| What you have to do |
Each line shown below should be copied exactly.

**** Recorded data

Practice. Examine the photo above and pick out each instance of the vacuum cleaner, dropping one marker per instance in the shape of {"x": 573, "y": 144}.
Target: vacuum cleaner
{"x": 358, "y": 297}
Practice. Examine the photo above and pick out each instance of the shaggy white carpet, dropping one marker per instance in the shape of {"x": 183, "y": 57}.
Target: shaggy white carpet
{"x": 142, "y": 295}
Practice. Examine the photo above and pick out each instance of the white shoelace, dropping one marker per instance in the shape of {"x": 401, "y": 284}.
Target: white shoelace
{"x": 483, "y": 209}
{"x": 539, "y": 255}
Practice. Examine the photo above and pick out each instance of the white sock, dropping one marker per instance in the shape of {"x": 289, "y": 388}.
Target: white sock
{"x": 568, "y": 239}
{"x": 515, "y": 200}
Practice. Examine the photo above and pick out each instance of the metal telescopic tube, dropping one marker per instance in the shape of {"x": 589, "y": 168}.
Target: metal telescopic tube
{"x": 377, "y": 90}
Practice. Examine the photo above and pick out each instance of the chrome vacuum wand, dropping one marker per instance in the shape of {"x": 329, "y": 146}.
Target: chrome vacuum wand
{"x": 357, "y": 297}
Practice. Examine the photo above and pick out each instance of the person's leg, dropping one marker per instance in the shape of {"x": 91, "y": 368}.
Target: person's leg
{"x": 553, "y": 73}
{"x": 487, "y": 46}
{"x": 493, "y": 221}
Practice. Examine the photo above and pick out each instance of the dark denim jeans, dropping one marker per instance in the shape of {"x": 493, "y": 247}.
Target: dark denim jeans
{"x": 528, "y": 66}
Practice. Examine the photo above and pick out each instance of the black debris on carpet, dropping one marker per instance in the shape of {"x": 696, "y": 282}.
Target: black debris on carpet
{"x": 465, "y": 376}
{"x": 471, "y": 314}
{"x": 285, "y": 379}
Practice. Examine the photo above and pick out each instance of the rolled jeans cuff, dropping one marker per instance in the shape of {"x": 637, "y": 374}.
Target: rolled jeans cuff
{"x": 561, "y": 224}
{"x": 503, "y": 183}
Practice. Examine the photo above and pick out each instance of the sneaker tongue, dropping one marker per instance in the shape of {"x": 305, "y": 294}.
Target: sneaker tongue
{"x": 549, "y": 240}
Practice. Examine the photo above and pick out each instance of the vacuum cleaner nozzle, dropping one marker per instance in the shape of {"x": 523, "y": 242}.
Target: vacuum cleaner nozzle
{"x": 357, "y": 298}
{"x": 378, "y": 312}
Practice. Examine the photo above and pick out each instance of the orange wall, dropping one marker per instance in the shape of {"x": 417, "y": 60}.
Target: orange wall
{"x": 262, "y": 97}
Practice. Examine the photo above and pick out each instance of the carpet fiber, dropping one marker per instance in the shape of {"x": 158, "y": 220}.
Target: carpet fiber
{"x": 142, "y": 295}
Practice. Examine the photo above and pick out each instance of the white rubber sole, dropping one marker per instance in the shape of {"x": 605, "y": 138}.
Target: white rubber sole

********

| Result |
Practice. Examine the photo above and pick out each instance of the vacuum cleaner, dropping one marker per instance in the shape of {"x": 573, "y": 144}.
Target: vacuum cleaner
{"x": 358, "y": 297}
Practice. Examine the photo above and pick out each instance of the shaggy white carpet, dropping one marker per instance in the shape of {"x": 183, "y": 57}.
Target: shaggy white carpet
{"x": 142, "y": 295}
Practice. Examine the photo above and pick out each instance of the white shoelace, dropping one marker per instance in the shape of {"x": 401, "y": 284}.
Target: white shoelace
{"x": 483, "y": 209}
{"x": 539, "y": 255}
Practice. Examine the photo above and pick out each instance of the white sock, dropping one marker per instance in the shape of {"x": 289, "y": 388}.
Target: white sock
{"x": 568, "y": 239}
{"x": 515, "y": 200}
Practice. Examine the photo above and pick out each instance of the metal telescopic tube, dropping one marker per instance in the shape of {"x": 589, "y": 168}.
Target: metal telescopic tube
{"x": 377, "y": 90}
Practice. Examine the photo above and pick out each instance of the chrome vacuum wand, dropping one marker per instance in the shape of {"x": 329, "y": 146}.
Target: chrome vacuum wand
{"x": 357, "y": 297}
Practice. Examine the photo above and pick out each instance of the person's leg, dropping one marker per instance in the shape of {"x": 91, "y": 368}.
Target: person's leg
{"x": 553, "y": 73}
{"x": 487, "y": 46}
{"x": 493, "y": 221}
Practice. Examine the photo above and pick out each instance of the dark denim jeans, dropping one marker per instance in the shape of {"x": 493, "y": 247}.
Target: dark denim jeans
{"x": 528, "y": 66}
Practice. Examine the photo above and pick out each instance of the black debris on carpet, dropping one marker per instance in the shape of {"x": 696, "y": 282}.
Target: black debris on carpet
{"x": 465, "y": 376}
{"x": 471, "y": 314}
{"x": 285, "y": 379}
Practice. Examine the photo above and pick out each instance of the rolled jeans cuff, dropping one marker per instance in the shape of {"x": 637, "y": 374}.
Target: rolled jeans cuff
{"x": 561, "y": 224}
{"x": 503, "y": 183}
Practice. Examine the photo above and pick out each instance of the sneaker tongue, dropping one marker per instance in the shape of {"x": 305, "y": 294}.
Target: sneaker tongue
{"x": 549, "y": 240}
Practice. Examine the photo above and pick out each instance of the vacuum cleaner nozzle, dropping one marker per instance in the shape of {"x": 523, "y": 242}.
Target: vacuum cleaner nozzle
{"x": 357, "y": 298}
{"x": 378, "y": 312}
Practice. Examine the photo above and pick out each instance of the orange wall, dropping one marker per instance in the shape of {"x": 417, "y": 60}.
Target: orange wall
{"x": 262, "y": 97}
Practice. Examine the photo above and pick out each instance of the carpet fiber, dropping one marker per instance in the shape of {"x": 158, "y": 220}.
Target: carpet fiber
{"x": 142, "y": 295}
Practice. Examine the photo above and pick out each instance of the white rubber sole, dropping one marker per instance in the shape of {"x": 605, "y": 138}.
Target: white rubber sole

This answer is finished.